§ EXTRACTED RECORDS:

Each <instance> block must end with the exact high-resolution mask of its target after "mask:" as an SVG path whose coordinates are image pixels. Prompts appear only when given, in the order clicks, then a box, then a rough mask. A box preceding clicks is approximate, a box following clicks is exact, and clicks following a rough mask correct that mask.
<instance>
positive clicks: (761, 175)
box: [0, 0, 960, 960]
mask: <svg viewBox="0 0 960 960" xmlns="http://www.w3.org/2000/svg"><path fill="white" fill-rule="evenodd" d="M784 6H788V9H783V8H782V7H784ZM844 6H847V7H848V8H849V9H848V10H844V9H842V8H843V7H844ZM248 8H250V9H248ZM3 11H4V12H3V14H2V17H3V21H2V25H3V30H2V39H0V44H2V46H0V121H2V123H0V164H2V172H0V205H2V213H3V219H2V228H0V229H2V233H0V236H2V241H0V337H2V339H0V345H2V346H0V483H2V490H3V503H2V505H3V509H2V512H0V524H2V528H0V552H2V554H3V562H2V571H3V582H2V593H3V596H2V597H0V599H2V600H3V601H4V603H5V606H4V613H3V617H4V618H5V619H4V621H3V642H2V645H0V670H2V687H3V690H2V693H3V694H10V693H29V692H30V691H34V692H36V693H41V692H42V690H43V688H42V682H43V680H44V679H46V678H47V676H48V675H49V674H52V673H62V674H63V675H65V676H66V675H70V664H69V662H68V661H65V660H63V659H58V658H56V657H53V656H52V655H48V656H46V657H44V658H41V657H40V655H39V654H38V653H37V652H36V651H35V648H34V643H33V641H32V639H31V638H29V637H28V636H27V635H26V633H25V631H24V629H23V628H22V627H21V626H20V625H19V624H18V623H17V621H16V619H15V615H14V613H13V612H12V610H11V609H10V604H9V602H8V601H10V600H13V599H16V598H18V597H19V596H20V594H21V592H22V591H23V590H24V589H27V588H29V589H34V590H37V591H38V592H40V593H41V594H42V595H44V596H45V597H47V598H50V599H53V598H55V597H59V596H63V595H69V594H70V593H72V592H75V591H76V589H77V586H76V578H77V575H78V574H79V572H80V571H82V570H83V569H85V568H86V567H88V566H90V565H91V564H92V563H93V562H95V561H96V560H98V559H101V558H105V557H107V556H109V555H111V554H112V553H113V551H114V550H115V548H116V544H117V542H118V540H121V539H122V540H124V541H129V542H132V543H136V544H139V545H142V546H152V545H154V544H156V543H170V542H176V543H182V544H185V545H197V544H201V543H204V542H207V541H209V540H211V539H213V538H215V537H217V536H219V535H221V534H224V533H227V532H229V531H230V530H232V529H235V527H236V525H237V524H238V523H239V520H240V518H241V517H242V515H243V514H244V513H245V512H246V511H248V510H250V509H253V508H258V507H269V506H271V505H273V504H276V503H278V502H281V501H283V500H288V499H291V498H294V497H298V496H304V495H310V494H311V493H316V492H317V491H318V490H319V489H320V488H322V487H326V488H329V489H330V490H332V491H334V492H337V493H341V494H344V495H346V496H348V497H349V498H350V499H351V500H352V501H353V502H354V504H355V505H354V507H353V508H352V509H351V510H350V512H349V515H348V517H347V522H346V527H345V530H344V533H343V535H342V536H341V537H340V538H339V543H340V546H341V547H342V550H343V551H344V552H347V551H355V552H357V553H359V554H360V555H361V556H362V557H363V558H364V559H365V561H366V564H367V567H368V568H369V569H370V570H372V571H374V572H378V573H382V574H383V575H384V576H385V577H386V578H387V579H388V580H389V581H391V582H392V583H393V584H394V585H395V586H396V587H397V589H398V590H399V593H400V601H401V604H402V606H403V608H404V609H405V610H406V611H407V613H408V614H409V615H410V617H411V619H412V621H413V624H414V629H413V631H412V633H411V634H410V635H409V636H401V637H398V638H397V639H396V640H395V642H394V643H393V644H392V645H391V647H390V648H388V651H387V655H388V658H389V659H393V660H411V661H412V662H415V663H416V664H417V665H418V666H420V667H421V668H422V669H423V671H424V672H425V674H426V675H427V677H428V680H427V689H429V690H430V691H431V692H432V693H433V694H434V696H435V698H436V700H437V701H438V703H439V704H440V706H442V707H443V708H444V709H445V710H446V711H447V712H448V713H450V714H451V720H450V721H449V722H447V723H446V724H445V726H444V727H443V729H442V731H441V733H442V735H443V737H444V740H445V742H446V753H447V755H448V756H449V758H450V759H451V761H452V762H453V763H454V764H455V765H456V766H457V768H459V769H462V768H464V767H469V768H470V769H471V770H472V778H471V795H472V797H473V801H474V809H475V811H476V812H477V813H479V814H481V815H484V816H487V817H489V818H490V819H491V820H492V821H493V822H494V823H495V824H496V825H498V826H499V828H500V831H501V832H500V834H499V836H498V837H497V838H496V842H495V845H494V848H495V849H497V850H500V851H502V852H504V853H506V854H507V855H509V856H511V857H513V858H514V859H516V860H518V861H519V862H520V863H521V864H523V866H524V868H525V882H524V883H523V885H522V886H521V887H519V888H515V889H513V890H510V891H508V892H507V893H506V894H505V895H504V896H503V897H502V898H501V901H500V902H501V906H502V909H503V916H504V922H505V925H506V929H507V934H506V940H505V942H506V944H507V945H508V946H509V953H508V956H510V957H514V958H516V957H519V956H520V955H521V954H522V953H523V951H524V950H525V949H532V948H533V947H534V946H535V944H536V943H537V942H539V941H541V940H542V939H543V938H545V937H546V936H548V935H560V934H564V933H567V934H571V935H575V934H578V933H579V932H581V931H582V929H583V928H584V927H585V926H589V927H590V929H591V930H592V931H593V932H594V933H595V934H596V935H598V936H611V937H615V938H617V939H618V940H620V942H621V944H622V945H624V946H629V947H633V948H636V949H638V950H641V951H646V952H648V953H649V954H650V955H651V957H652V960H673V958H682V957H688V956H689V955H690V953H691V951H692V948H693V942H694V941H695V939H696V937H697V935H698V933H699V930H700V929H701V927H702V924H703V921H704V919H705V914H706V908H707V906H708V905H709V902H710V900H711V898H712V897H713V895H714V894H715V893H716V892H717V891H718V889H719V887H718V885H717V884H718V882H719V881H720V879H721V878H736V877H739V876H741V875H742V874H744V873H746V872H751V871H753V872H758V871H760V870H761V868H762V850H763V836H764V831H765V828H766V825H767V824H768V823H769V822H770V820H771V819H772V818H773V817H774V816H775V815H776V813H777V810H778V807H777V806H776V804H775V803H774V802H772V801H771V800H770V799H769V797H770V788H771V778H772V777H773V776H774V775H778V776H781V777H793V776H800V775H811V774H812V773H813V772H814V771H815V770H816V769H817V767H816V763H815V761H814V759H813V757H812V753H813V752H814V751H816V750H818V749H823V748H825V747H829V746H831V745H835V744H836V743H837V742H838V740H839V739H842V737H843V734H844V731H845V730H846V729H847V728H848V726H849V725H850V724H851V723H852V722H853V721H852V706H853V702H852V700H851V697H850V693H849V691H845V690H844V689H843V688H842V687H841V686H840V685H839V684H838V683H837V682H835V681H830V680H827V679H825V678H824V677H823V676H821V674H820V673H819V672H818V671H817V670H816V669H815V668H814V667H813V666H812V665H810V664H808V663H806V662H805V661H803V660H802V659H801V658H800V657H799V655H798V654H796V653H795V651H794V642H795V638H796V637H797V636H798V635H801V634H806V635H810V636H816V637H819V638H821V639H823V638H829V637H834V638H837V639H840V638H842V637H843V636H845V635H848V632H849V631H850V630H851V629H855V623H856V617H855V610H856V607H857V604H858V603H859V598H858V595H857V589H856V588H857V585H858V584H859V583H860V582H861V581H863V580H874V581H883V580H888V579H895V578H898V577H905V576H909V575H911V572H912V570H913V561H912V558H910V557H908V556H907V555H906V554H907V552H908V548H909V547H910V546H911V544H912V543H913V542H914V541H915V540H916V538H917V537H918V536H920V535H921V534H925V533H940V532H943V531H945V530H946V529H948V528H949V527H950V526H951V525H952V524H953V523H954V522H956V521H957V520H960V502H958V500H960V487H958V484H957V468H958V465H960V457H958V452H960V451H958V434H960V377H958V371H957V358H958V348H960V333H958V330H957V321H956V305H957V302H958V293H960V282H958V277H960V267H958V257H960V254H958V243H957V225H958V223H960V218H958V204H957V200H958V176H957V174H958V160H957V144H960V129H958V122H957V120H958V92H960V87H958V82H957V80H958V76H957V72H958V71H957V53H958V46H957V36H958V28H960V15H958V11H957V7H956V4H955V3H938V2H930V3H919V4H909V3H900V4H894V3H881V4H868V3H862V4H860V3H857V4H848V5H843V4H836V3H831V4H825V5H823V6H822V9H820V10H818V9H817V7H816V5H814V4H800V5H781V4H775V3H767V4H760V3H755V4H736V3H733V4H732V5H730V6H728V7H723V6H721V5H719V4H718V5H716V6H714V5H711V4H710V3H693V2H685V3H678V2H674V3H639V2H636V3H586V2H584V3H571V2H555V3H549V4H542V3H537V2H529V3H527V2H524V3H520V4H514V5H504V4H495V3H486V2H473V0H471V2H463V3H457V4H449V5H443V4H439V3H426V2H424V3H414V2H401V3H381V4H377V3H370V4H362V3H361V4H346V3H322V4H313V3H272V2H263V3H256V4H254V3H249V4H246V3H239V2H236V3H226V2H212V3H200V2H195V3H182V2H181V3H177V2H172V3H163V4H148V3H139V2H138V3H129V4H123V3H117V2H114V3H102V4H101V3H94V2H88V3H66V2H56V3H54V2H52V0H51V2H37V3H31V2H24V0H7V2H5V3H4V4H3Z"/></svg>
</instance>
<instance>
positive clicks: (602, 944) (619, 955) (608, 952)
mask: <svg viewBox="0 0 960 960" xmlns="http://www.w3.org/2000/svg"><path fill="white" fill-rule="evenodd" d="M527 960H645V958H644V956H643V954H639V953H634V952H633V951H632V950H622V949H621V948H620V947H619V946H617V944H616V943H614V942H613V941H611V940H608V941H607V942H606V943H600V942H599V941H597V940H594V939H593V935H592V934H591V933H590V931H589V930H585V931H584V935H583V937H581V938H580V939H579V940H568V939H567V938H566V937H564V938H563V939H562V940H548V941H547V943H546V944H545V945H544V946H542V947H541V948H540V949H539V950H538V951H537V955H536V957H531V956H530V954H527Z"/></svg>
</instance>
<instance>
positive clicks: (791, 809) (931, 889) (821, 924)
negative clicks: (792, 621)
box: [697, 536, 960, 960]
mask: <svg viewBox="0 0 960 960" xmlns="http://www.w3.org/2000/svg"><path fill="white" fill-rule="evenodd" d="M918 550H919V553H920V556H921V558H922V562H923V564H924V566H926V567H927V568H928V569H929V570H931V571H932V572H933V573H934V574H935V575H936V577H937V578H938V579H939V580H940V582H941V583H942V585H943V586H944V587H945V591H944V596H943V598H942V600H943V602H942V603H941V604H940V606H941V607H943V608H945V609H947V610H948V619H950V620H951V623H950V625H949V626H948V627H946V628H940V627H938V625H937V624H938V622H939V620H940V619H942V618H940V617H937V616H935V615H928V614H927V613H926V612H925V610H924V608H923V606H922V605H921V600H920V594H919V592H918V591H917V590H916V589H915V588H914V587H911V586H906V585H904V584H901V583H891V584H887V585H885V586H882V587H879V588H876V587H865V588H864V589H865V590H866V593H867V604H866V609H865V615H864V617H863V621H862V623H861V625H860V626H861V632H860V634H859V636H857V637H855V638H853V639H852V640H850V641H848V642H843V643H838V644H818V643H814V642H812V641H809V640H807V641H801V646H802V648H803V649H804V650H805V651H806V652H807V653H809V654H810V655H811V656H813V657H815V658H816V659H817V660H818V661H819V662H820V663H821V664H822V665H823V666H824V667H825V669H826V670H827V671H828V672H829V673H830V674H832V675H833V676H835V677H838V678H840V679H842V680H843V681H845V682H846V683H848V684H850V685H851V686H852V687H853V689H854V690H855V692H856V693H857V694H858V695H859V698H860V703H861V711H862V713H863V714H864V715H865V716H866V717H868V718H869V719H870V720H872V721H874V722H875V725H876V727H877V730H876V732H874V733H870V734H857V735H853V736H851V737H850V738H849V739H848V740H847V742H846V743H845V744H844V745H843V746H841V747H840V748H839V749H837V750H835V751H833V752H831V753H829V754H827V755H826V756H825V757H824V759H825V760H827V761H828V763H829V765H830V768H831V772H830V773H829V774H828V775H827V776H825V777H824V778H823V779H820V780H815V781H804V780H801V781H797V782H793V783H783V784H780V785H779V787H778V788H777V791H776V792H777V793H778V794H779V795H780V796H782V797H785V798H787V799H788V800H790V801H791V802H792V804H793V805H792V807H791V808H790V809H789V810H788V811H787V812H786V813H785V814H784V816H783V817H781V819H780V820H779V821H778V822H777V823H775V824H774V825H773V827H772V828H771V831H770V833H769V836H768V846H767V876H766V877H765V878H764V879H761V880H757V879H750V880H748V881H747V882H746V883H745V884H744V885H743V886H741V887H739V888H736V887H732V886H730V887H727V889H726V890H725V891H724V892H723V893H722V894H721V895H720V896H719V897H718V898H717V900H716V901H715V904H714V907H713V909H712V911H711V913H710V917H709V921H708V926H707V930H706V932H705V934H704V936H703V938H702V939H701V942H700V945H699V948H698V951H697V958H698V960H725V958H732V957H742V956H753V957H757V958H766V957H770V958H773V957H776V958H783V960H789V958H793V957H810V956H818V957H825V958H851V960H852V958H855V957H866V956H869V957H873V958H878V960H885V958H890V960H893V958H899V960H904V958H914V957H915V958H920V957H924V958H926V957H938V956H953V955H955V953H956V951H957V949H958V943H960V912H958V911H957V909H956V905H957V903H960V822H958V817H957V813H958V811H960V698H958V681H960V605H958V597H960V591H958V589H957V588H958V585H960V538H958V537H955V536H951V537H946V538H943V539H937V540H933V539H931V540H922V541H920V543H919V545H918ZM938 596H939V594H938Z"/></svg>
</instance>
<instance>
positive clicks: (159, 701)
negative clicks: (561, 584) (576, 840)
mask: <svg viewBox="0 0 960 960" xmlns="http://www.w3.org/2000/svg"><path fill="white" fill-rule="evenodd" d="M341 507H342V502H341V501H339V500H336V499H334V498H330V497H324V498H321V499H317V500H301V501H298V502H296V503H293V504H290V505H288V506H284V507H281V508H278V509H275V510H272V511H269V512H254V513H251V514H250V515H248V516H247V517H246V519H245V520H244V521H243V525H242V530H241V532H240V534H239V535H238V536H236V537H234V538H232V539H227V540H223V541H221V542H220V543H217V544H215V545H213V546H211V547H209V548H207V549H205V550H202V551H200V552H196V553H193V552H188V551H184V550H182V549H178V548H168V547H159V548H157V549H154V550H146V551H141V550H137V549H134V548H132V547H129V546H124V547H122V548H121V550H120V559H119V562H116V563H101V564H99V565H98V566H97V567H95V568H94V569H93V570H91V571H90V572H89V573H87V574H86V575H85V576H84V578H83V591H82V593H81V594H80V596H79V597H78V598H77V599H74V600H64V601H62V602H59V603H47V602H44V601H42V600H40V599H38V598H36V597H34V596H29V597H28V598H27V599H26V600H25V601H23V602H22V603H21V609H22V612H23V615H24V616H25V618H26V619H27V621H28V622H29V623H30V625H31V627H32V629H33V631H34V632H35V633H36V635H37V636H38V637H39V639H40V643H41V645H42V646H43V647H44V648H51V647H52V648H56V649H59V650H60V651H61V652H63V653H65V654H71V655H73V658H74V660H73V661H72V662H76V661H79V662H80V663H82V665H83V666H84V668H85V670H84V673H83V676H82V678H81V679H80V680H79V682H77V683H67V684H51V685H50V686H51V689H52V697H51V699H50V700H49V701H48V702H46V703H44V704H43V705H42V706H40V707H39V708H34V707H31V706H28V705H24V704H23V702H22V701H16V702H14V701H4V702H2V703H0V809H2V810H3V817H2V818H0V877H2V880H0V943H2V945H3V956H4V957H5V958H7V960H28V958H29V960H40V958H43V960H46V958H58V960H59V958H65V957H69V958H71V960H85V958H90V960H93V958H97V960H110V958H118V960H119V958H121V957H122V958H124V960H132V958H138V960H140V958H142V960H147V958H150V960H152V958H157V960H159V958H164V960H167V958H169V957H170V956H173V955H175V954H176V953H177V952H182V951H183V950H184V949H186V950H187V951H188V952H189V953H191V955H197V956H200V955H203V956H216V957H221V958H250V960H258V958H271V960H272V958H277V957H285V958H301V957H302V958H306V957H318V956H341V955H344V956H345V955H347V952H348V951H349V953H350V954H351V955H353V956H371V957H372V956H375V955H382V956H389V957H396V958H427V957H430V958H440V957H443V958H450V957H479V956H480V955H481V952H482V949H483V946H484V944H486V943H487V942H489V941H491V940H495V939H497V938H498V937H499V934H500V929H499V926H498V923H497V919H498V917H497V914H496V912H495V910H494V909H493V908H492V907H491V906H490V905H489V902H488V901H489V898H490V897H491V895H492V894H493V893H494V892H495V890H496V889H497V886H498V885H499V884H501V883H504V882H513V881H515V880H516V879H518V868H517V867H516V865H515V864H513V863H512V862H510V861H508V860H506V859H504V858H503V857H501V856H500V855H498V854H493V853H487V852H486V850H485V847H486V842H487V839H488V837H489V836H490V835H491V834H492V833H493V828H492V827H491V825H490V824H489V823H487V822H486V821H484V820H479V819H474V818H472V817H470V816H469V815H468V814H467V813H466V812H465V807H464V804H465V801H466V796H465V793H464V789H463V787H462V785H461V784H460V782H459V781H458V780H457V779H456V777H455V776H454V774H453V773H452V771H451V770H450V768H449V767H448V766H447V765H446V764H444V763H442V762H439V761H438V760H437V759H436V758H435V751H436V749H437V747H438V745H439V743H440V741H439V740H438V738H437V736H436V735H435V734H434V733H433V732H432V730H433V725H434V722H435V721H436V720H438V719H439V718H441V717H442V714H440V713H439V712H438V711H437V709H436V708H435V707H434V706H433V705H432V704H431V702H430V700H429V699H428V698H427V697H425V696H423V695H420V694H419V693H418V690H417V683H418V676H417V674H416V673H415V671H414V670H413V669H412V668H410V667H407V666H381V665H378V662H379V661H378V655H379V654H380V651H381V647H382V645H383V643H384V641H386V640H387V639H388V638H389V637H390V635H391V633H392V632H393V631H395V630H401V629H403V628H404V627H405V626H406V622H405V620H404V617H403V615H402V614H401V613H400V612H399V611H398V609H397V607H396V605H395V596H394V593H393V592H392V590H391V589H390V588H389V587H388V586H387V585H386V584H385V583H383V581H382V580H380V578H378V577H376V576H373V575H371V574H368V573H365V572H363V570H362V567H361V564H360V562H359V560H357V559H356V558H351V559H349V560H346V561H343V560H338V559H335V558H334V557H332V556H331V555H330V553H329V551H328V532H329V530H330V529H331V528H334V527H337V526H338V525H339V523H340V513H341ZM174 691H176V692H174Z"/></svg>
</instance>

§ EXERCISE AIM: Rewrite the data from its start through the line containing "box: [0, 0, 960, 960]", putting "coarse mask" in place of each "rough mask" and changing nothing else.

§ PROBLEM SOLUTION:
Each <instance> block must end with the exact high-resolution mask of its target after "mask:" as an SVG path whose coordinates are image pixels. Prompts appear only when given, in the order clicks, then a box, then a coarse mask. A box preceding clicks is approximate, a box following clicks is exact, and clicks following a coarse mask correct that mask.
<instance>
positive clicks: (761, 175)
box: [0, 0, 960, 960]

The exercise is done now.